Use the entries below and reproduce exactly the lines from the one containing "box: [291, 249, 347, 267]" down to the one containing "negative clicks: (359, 253)", both of them included.

»»

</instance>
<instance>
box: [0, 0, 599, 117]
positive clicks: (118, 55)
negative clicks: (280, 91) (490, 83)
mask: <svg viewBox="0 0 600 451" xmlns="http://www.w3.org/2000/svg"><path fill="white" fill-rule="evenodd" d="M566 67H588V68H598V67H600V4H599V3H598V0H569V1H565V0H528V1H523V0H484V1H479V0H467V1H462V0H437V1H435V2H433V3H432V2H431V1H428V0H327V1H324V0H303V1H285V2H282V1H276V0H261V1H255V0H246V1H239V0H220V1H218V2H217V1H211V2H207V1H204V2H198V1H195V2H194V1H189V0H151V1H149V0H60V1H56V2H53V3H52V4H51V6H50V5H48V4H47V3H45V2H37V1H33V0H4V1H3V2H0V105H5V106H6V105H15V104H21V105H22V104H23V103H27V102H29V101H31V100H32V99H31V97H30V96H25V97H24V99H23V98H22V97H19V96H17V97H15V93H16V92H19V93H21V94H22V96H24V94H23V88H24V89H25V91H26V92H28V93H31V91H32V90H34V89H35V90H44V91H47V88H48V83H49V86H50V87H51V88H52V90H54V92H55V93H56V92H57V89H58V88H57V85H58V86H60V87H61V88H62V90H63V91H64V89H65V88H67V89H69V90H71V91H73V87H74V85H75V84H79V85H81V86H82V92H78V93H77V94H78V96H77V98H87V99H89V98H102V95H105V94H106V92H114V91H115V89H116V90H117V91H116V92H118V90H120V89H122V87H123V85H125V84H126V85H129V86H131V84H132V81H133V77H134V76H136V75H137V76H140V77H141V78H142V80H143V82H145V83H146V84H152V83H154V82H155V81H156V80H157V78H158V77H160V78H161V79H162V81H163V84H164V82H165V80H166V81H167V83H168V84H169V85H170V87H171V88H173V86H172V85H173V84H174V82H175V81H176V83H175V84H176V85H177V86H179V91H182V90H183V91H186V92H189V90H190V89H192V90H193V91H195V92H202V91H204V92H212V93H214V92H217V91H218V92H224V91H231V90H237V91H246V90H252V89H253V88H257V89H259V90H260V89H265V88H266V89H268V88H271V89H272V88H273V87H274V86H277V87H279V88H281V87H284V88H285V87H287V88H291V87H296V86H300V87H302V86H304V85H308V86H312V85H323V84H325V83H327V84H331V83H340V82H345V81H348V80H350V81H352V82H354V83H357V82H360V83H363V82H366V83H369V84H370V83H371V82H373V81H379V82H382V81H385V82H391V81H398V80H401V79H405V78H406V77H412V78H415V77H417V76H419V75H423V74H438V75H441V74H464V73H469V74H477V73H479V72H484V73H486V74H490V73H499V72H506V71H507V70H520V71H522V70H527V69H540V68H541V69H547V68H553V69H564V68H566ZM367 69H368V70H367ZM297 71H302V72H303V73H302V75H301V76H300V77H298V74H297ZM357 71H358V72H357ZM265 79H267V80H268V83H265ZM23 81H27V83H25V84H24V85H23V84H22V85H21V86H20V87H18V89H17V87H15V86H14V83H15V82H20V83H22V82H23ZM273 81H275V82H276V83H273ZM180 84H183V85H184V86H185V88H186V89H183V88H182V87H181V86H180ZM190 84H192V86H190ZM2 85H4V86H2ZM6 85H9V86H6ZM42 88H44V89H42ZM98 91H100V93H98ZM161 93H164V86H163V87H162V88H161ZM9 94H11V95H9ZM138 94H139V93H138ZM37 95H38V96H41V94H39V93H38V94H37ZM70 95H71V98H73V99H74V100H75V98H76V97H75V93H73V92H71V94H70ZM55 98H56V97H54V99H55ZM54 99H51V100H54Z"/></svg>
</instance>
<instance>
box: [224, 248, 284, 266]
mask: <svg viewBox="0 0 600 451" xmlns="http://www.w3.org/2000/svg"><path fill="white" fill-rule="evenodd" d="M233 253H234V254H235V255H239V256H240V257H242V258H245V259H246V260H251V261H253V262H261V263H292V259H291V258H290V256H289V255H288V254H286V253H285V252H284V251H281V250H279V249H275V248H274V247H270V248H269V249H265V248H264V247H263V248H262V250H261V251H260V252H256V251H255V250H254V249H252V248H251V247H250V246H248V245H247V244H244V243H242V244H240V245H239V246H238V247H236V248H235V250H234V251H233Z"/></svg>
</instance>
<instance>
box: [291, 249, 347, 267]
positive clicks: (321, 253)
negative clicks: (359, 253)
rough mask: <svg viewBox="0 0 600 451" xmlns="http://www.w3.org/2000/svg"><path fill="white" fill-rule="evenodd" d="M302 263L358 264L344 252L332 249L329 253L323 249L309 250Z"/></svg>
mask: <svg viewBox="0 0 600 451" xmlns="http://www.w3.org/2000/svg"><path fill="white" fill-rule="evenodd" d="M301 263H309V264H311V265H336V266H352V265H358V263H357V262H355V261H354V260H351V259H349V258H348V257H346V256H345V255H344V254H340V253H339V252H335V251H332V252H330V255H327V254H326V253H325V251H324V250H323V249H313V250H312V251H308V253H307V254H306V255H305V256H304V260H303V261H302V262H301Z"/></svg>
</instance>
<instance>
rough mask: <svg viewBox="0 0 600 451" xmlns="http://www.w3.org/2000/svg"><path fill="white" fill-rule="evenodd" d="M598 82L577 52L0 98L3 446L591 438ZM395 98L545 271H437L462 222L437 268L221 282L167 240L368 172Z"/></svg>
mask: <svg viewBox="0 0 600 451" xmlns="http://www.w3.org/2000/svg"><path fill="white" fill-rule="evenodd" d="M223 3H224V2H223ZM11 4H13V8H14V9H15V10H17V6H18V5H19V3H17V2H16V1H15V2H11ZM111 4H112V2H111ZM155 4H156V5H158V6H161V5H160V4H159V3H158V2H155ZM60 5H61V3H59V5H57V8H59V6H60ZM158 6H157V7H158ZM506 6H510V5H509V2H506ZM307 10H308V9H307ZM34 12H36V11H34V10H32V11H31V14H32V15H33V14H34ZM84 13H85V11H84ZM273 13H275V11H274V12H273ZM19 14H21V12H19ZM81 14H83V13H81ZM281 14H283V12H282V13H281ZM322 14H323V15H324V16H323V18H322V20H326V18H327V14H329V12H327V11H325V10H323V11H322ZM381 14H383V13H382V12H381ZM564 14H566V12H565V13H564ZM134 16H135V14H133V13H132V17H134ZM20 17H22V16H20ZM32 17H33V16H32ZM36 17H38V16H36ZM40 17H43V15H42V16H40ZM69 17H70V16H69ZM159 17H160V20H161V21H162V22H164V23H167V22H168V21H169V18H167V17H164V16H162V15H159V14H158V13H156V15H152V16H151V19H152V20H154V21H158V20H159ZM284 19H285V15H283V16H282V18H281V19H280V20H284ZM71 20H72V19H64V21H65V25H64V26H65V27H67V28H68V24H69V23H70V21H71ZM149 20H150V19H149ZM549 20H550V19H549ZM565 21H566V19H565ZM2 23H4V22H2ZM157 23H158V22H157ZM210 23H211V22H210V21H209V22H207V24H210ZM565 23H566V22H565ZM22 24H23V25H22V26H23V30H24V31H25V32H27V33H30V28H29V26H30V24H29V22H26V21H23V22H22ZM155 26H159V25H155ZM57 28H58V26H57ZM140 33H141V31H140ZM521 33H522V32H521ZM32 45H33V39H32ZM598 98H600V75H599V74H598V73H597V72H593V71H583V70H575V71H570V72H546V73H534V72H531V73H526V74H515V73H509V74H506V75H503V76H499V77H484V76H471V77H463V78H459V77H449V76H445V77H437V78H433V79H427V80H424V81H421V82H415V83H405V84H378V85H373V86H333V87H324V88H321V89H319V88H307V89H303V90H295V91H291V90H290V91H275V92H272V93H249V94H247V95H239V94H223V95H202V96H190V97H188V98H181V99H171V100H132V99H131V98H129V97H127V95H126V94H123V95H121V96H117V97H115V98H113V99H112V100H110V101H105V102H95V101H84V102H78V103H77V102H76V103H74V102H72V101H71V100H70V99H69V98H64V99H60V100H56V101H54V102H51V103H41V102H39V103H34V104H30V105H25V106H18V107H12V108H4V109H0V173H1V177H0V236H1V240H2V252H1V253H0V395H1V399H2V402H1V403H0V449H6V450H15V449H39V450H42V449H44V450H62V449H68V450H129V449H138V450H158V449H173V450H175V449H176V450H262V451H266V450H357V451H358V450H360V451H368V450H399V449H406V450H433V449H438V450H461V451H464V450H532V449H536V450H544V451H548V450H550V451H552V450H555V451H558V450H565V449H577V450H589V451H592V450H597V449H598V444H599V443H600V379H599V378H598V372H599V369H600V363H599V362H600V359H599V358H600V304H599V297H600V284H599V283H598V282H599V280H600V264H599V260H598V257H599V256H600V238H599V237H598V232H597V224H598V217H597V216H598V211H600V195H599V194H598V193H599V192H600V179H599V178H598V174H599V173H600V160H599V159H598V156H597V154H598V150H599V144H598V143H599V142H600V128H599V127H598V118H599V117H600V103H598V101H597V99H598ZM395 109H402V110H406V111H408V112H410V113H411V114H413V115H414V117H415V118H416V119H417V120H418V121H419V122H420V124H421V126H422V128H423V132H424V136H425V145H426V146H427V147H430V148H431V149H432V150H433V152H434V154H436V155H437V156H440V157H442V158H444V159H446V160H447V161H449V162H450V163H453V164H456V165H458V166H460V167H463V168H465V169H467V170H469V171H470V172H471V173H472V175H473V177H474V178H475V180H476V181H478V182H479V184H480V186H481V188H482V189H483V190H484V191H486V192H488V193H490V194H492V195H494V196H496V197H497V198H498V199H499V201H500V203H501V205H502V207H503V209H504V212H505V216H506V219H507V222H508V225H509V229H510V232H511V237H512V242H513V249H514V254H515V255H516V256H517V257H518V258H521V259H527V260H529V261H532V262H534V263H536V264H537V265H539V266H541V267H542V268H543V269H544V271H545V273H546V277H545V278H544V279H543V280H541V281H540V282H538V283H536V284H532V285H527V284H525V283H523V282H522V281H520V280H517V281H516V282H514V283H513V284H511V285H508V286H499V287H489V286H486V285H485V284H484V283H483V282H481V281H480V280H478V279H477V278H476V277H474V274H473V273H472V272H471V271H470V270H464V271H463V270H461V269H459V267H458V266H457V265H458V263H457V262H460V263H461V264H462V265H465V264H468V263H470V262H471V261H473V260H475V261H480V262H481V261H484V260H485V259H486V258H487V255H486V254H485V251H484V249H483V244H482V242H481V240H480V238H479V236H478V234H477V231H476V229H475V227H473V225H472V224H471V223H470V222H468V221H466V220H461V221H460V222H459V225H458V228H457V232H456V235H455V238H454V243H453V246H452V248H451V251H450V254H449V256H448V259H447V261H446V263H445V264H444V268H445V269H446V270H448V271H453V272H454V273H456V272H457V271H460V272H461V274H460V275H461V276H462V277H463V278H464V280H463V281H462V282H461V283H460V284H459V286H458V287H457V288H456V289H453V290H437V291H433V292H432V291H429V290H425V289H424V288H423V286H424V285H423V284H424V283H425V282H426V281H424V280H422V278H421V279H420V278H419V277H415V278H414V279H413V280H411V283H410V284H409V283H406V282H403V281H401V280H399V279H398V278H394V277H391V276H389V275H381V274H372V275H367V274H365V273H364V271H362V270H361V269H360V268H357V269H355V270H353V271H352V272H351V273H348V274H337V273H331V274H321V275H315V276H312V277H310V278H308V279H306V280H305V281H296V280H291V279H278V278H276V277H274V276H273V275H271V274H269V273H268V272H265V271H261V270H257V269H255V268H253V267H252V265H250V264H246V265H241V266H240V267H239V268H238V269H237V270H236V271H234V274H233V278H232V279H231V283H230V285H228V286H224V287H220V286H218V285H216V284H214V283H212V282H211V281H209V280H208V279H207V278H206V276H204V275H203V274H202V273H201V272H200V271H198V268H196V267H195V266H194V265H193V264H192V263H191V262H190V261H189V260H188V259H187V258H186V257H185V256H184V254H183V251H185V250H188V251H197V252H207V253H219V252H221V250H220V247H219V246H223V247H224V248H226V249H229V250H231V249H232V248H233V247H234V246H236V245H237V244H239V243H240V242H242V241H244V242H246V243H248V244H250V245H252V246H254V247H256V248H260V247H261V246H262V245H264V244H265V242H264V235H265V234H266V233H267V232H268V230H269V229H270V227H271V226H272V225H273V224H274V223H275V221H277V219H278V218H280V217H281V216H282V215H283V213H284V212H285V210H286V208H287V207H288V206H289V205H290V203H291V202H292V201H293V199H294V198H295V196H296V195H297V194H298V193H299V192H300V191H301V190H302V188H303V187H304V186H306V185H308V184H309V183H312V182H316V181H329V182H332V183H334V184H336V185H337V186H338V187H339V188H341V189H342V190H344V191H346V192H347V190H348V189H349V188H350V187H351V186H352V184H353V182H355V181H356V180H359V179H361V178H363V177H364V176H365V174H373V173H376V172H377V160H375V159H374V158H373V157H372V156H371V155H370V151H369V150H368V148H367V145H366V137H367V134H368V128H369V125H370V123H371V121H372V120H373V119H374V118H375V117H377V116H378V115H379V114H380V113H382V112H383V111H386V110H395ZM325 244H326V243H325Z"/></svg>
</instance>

««

Completed task:
box: [291, 249, 347, 267]
positive clicks: (321, 253)
negative clicks: (359, 253)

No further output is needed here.